[Text passage]
• • • •

Hospitals and health systems preparing for and treating patients with Ebola Virus Disease (EVD) in the fall of 2015 faced unexpected challenges for ensuring safety of staff, patients and the community.
The experiences are detailed in two studies published online in Infection Control & Hospital Epidemiology, the journal of the Society for Healthcare Epidemiology of America (SHEA).
In a case study of the care of two patients with confirmed or suspected EVD at the National Institutes of Health (NIH) Clinical Center’s Special Clinical Studies Unit, a multidisciplinary team detailed the challenges and surprises encountered in preparing and caring for patients with EVD. Although procedures for similar care had been long established, the reality of the patients’ cases required flexibility and the ability to adjust procedures quickly.
“Years of planning and drills for care of a patient exposed or infected with Ebola could not anticipate the external scrutiny in which care was delivered,” said Tara Palmore, MD, a lead author of the NIH case study and hospital epidemiologist in the NIH Clinical Center. “Many precautions were taken to prevent the spread of the virus, and some were taken to mitigate fear, even if science did not always support those fears. We were humbled by the commitment of healthcare providers and others to the mission of caring for these patients.”
While the experiences of NIH staff illustrate the intensive and special efforts required for this care, a study detailing a survey of more than 250 SHEA members — including hospital epidemiologists and infection preventionists in 41 states and the District of Columbia, including all of the U.S. centers that have cared for EVD — demonstrates the extensive preparation the medical centers throughout the country had to undergo to prepare for the care of patients with this infection.

• • • •

[Provided records]
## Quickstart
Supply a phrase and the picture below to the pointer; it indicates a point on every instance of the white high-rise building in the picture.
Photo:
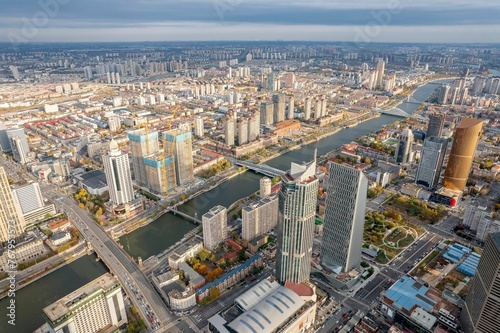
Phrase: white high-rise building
(118, 177)
(11, 218)
(431, 161)
(259, 217)
(265, 187)
(91, 308)
(214, 227)
(404, 152)
(229, 131)
(344, 218)
(297, 212)
(114, 123)
(198, 127)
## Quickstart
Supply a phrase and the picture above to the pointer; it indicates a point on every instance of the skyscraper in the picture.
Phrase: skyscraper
(431, 161)
(259, 216)
(141, 145)
(442, 94)
(291, 108)
(198, 127)
(344, 218)
(92, 308)
(229, 131)
(267, 113)
(307, 108)
(279, 107)
(462, 153)
(403, 150)
(436, 124)
(118, 176)
(11, 219)
(18, 150)
(297, 212)
(214, 227)
(481, 313)
(180, 146)
(380, 73)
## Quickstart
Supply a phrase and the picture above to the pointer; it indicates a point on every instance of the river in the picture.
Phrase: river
(168, 229)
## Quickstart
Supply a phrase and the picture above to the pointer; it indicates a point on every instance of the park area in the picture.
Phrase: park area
(411, 208)
(389, 233)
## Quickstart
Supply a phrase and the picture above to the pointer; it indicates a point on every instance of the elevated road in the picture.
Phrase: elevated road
(141, 292)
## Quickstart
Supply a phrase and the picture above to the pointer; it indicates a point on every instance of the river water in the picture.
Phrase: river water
(168, 229)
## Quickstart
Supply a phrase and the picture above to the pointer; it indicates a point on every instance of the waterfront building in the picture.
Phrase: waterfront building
(214, 227)
(118, 177)
(265, 187)
(259, 217)
(431, 162)
(462, 153)
(92, 308)
(11, 219)
(267, 113)
(279, 107)
(297, 212)
(436, 125)
(344, 218)
(404, 152)
(142, 145)
(180, 146)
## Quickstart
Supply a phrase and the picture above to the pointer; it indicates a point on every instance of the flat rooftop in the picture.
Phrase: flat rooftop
(63, 306)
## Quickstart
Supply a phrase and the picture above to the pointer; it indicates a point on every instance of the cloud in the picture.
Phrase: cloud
(252, 19)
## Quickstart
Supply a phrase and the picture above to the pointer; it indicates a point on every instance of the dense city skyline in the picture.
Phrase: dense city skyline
(365, 21)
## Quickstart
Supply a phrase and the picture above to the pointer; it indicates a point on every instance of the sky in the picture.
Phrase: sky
(458, 21)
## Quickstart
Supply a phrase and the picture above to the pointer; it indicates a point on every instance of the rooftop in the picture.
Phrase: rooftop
(65, 305)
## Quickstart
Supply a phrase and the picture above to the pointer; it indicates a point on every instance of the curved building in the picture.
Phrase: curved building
(462, 153)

• • • •

[Actions to take]
a: Translate this sentence from the passage on hospital Ebola care into Spanish: "The experiences are detailed in two studies published online in Infection Control & Hospital Epidemiology, the journal of the Society for Healthcare Epidemiology of America (SHEA)."
b: Repeat the passage on hospital Ebola care word for word, starting with "Hospitals and health" and going on through "and the community.".
c: Write the next part of the passage on hospital Ebola care, picking up after its last sentence.
The lines have no role in this work.

[Solved problems]
a: Las experiencias se detallan en dos estudios publicados en línea en Infection Control & Hospital Epidemiology, la revista de la Society for Healthcare Epidemiology of America (SHEA).

b:
Hospitals and health systems preparing for and treating patients with Ebola Virus Disease (EVD) in the fall of 2015 faced unexpected challenges for ensuring safety of staff, patients and the community.

c:
Survey respondents suggest that preparedness exercises, including institutional plan development, staff training in triage and personal protective equipment (PPE) use, and managing changing national and international guidelines, took up more than 80 percent of infection control staff time, leaving time for only 30 percent of routine infection prevention activities to be completed during this period.
Key themes include:
Interest from Media and General Public: A surge in interest from both the media and general public made it more difficult to preserve patient confidentiality at NIH. Staff did not anticipate the high volume of calls to the unit from other medical centers and the public.
Attitudes toward Ebola: NIH noted that the anxiety fueled by the admission of these patients was reminiscent of the AIDS epidemic in the 1980s.
Transparency and Patient Impact: Transparency with the public and patients was crucial. Communication with staff and patients, both inpatient and outpatient, was needed to reassure everyone of the detailed infection control precautions in place. Despite these efforts of reassurance, more than 40 patients canceled or rescheduled appointments.
In the survey of SHEA members, while only two patients were diagnosed with unrecognized EVD, more than 140 were evaluated. This created trickledown problems including delays in patient care and patient anxiety.
Staffing: The team at NIH was able to coordinate an all-volunteer frontline staff that included infectious disease specialists, nurses, intensivists, lab and radiology technologists, and respiratory therapists. Trained observers were onsite around-the-clock to monitor each staff member through the process of putting on and removing PPE, helping guarantee staff safety.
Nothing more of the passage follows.